The center of the outer lens of a Heine Model Eye, set to emmetropia, was altered by the application of a very small spot of epoxy which produced a "central island" anomaly. The Model Eye was centered and scanned first using the iTrace Aberrometer and then recentered and scanned with the Nidek OPD II.
The iTrace displayed a clear added power to the eye of 1 micron wavefront change centrally in a circular pattern of approximately 2mm diameter. The peripheral error was relatively uniform. The OPD maps significant peripheral aberrations of up to 10 microns, but no added power centrally. The glue measured 1.6 by 1.9mm when measured with a micrometer.

### Information shown:

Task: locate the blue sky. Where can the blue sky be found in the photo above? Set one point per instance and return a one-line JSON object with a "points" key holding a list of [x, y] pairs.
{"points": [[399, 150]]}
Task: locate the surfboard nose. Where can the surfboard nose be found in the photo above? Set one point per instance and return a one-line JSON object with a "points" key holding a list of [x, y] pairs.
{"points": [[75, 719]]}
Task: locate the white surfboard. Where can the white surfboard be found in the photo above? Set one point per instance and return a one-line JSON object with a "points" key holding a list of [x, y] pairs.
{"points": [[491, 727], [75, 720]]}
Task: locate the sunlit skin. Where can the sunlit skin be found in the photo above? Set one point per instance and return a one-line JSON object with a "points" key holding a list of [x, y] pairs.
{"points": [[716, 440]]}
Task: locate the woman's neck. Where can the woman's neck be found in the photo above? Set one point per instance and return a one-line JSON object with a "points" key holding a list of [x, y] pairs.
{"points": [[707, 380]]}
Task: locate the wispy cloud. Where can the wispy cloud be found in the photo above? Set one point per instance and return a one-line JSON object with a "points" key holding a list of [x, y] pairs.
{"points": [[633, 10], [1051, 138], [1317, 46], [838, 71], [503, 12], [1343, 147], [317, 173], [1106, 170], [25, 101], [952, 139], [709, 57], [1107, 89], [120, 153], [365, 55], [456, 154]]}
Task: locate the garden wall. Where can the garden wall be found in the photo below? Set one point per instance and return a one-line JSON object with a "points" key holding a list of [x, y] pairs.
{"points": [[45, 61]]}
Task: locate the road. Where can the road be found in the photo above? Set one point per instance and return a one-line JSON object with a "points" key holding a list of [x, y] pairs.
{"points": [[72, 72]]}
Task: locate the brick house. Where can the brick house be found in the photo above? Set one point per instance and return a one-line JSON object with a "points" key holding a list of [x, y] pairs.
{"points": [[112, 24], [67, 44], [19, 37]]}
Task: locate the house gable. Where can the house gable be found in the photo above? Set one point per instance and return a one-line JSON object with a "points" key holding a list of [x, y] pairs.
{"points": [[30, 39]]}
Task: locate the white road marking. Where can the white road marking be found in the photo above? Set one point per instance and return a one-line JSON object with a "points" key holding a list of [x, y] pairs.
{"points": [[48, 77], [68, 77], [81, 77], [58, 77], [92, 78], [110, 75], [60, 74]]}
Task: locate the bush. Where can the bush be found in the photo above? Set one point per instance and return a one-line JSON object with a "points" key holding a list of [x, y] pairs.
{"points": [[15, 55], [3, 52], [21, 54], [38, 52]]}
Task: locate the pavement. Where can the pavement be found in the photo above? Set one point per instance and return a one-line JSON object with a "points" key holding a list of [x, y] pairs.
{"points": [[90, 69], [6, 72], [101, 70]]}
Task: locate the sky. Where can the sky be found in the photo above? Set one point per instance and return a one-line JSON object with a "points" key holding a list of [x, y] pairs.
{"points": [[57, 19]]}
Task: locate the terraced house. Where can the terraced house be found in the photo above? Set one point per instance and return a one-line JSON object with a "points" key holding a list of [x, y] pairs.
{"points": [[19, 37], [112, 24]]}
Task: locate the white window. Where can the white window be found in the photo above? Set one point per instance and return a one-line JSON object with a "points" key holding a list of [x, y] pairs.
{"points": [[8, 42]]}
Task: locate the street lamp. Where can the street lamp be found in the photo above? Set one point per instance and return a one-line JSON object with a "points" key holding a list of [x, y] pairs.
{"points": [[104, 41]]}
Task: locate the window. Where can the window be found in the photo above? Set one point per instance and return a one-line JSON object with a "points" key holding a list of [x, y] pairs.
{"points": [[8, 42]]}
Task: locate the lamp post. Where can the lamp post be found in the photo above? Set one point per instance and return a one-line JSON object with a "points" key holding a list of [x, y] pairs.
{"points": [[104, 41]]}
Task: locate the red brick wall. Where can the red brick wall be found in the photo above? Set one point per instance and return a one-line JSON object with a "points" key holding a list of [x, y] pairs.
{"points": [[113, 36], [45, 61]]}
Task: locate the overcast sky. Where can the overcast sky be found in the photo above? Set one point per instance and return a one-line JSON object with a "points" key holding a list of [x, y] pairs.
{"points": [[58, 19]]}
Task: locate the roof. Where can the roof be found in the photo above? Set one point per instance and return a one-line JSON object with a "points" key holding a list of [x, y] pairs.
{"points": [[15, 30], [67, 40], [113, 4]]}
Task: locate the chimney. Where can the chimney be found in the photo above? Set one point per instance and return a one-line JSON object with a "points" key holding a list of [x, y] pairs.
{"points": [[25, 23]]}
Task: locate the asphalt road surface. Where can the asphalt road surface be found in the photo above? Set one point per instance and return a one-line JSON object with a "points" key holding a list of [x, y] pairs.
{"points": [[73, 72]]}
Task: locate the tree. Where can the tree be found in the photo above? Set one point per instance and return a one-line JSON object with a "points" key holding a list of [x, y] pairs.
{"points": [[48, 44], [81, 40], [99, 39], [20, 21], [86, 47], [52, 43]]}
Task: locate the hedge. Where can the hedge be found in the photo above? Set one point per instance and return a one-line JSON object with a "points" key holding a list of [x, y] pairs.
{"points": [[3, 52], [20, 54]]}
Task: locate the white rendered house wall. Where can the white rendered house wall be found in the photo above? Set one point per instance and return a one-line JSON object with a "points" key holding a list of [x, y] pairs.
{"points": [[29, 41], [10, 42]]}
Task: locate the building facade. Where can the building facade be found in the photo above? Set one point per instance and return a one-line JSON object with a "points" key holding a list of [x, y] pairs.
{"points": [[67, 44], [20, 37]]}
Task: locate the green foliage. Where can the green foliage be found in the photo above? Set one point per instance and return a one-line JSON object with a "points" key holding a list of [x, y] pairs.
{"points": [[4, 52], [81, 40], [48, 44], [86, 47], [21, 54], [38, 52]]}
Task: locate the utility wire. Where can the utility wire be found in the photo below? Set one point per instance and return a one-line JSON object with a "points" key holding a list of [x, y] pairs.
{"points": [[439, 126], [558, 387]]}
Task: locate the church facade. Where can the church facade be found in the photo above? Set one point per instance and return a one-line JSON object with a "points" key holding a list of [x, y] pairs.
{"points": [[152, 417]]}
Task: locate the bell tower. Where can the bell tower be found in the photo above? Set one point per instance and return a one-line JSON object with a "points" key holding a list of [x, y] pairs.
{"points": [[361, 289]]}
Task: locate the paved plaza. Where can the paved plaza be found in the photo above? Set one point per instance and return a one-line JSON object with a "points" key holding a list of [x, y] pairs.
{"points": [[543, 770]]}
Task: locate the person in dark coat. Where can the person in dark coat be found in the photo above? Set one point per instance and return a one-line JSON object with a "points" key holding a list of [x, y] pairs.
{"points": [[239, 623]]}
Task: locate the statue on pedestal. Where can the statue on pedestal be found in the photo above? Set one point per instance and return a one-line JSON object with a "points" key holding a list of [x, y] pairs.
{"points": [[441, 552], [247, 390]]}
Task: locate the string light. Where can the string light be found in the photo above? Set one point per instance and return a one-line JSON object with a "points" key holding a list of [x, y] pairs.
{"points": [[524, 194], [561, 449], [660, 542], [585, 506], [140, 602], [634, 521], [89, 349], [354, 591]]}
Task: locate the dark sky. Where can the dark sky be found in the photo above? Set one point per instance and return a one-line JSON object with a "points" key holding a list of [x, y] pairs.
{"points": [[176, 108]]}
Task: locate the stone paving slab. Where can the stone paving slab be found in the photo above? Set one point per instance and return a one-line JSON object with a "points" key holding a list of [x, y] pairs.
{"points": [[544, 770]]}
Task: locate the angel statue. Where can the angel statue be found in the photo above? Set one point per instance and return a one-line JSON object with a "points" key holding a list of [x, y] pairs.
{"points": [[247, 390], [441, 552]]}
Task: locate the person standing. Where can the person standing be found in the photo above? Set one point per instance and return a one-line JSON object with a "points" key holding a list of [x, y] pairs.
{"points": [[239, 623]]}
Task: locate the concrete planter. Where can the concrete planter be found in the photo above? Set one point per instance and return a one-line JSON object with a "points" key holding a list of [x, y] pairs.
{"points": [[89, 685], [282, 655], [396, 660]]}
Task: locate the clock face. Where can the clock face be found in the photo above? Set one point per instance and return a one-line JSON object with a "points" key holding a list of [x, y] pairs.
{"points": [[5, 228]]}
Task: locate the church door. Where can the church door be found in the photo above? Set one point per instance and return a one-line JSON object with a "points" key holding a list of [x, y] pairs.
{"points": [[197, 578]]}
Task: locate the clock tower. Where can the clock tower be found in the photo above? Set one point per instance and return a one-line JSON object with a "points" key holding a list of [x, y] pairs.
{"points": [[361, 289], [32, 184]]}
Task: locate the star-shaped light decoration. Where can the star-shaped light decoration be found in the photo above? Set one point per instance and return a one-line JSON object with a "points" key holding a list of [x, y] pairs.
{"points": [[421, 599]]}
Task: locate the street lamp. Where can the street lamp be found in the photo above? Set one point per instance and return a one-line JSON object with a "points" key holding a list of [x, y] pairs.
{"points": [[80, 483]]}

### Exercise:
Rewrite the model eye passage from the words "The center of" through "with a micrometer.", putting "resin" wherever "epoxy" appears.

### Solution for this task:
The center of the outer lens of a Heine Model Eye, set to emmetropia, was altered by the application of a very small spot of resin which produced a "central island" anomaly. The Model Eye was centered and scanned first using the iTrace Aberrometer and then recentered and scanned with the Nidek OPD II.
The iTrace displayed a clear added power to the eye of 1 micron wavefront change centrally in a circular pattern of approximately 2mm diameter. The peripheral error was relatively uniform. The OPD maps significant peripheral aberrations of up to 10 microns, but no added power centrally. The glue measured 1.6 by 1.9mm when measured with a micrometer.